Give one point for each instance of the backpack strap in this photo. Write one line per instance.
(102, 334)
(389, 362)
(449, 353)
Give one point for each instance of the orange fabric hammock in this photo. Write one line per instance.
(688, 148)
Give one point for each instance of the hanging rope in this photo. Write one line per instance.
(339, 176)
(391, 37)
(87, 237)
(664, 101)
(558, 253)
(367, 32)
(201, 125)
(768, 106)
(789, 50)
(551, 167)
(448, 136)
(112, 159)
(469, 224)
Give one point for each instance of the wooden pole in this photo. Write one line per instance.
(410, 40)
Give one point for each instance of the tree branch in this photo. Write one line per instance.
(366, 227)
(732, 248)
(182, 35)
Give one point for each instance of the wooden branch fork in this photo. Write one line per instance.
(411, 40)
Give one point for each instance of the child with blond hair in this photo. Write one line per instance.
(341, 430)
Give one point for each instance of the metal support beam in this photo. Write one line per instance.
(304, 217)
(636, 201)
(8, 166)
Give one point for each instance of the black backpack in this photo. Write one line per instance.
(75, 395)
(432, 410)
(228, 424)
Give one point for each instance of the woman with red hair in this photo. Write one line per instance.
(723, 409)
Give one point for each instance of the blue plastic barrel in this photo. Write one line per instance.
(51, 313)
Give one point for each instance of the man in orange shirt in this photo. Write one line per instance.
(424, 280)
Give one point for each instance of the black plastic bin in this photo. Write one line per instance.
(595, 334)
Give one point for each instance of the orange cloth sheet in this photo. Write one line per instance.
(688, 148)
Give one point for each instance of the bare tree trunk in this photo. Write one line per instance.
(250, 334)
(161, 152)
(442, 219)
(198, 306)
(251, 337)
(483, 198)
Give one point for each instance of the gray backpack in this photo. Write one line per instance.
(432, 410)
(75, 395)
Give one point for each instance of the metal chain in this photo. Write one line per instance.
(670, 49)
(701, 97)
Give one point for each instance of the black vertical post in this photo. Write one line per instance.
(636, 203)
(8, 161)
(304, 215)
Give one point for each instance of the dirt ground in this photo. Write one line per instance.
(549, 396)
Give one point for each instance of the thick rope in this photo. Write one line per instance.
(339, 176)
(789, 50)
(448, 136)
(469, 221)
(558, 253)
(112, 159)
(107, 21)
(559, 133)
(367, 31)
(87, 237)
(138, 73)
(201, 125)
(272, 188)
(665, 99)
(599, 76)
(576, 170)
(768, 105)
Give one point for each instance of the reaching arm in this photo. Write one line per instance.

Exercise requirements: Transcribe every entry exactly.

Solution below:
Give one point for each instance of the backpack strap in this photo. Write one line per instance.
(102, 334)
(389, 362)
(449, 353)
Give one point for each instance of the orange fabric hammock in this photo. Write one line per instance.
(688, 148)
Give one point for each instance of the hanging rope in this photo. Write one line per instance.
(339, 176)
(391, 37)
(87, 237)
(664, 101)
(558, 253)
(367, 32)
(201, 125)
(768, 106)
(789, 50)
(551, 167)
(448, 136)
(112, 159)
(469, 224)
Give one point for each instance of the wooden pole in this photo. Write one line per instance.
(410, 40)
Give one point for each instance of the tree branch in this photo. Write one line per instance.
(366, 227)
(732, 248)
(182, 35)
Give one point for each instance of the wooden branch fork in this photo. Write one line per instance.
(411, 40)
Give one point for each instance of the child with blond hair in this photo. Write one line per instance.
(341, 430)
Give one point for each instance of the metal support beam in this photo. Write one line per instance.
(304, 217)
(636, 201)
(8, 166)
Give one point for each instance of the black backpack in this photo. Write one line per instance.
(75, 395)
(432, 410)
(228, 424)
Give one point for each instance of the woman with red hair in this photo. Write one line per instance.
(723, 409)
Give one point for each instance of the blue plastic barrel in this photo. Write one line per instance.
(51, 313)
Give one point for each instance of the man in orange shirt in this photo. Write one line per instance.
(424, 280)
Give one point for each instance of the black plastic bin in this photo. Write one line per instance.
(595, 334)
Give one point for each instance of the orange cloth sheet in this photo. Write one line per instance.
(688, 148)
Give one point for each instance of the bare tree trunk in this photo. Write one line per instance.
(250, 334)
(161, 152)
(442, 219)
(198, 306)
(251, 337)
(483, 198)
Give one point for each instance of the gray backpack in this photo. Write one line per instance.
(432, 410)
(75, 395)
Give one point for each instance of the metal chain in this photo. Write one line per instance.
(670, 49)
(701, 97)
Give one point for each instance of the black vertical post in this photo. Write one line per instance.
(636, 203)
(8, 161)
(304, 215)
Give one point for each instance of the dirt ground in this photo. Write one line per instance.
(549, 396)
Give one point for each instance of the thick rope in this photo. Write one line per instance.
(339, 176)
(789, 50)
(448, 136)
(469, 221)
(558, 253)
(112, 159)
(107, 21)
(559, 133)
(367, 31)
(87, 237)
(138, 73)
(201, 125)
(272, 188)
(665, 99)
(599, 76)
(576, 170)
(768, 105)
Give one point for each instance of the reaching arm in this photo. Write one line per instance.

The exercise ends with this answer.